● **Consegna**
Puoi trascrivere per intero e senza alcuna modifica il testo sulla canzonetta di Rinaldo d'Aquino riportato qui sotto?

● **Testo della pagina**
———

Questa poesia composta alla corte di Federico II di Svevia dal poeta della “scuola siciliana” Rinaldo d’Aquino (non si sa con certezza se parente del più celebre Tommaso) è una vera e propria “canzonetta”, cioè una variante della “canzone” di origine provenzale e, forse, più popolare di questa, di argomento meno impegnativo e spesso amoroso, comunque realmente destinata al canto. Come genere ebbe un grande successo soprattutto più tardi, nel Seicento e Settecento.

“Già mai non mi conforto” racconta di una donna il cui amato deve partire per la Crociata in Terra Santa. La Croce e l’Imperatore hanno ingannato la bella, le hanno sottratto lo sposo o l’amante: è a lei che è dichiarata guerra, una guerra che la condanna ai sospiri, alla pena, al languore, alla prigionia, alla solitudine, al dolore, nell’attesa del ritorno dell’amato… Già di per sé, mi pare, la canzonetta sia contro la guerra, come lo sono in genere tutte le donne che, insieme ai bambini, più di tutti portano il peso di questo orrore… Lo è maggior ragione se si prova a situarla storicamente.

———

● **Righe di dati**

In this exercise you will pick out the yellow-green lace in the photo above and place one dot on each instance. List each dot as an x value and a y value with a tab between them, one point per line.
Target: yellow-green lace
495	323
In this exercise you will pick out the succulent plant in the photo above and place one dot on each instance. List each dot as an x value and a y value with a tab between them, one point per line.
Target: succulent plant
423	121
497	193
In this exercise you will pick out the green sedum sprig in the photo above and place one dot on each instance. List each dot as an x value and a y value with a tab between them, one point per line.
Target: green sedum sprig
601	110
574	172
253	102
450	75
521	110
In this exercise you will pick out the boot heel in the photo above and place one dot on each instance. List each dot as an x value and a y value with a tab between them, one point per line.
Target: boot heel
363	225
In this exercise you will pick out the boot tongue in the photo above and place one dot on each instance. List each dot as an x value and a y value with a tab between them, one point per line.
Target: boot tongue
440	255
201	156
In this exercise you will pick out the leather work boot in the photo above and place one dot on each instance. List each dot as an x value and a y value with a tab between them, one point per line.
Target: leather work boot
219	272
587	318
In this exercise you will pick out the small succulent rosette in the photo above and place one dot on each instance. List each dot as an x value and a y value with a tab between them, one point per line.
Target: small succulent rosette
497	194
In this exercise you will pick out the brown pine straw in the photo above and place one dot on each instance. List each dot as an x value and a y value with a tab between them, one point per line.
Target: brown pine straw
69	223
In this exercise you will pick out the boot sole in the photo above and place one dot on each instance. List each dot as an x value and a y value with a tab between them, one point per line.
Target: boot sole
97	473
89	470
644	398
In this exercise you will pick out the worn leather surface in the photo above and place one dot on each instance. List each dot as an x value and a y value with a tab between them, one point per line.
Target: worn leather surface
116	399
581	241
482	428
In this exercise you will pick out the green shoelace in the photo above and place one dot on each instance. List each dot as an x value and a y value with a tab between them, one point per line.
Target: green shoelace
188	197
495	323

———

● **Risultato dell'esercizio**
Questa poesia composta alla corte di Federico II di Svevia dal poeta della “scuola siciliana” Rinaldo d’Aquino (non si sa con certezza se parente del più celebre Tommaso) è una vera e propria “canzonetta”, cioè una variante della “canzone” di origine provenzale e, forse, più popolare di questa, di argomento meno impegnativo e spesso amoroso, comunque realmente destinata al canto. Come genere ebbe un grande successo soprattutto più tardi, nel Seicento e Settecento.

“Già mai non mi conforto” racconta di una donna il cui amato deve partire per la Crociata in Terra Santa. La Croce e l’Imperatore hanno ingannato la bella, le hanno sottratto lo sposo o l’amante: è a lei che è dichiarata guerra, una guerra che la condanna ai sospiri, alla pena, al languore, alla prigionia, alla solitudine, al dolore, nell’attesa del ritorno dell’amato… Già di per sé, mi pare, la canzonetta sia contro la guerra, come lo sono in genere tutte le donne che, insieme ai bambini, più di tutti portano il peso di questo orrore… Lo è maggior ragione se si prova a situarla storicamente.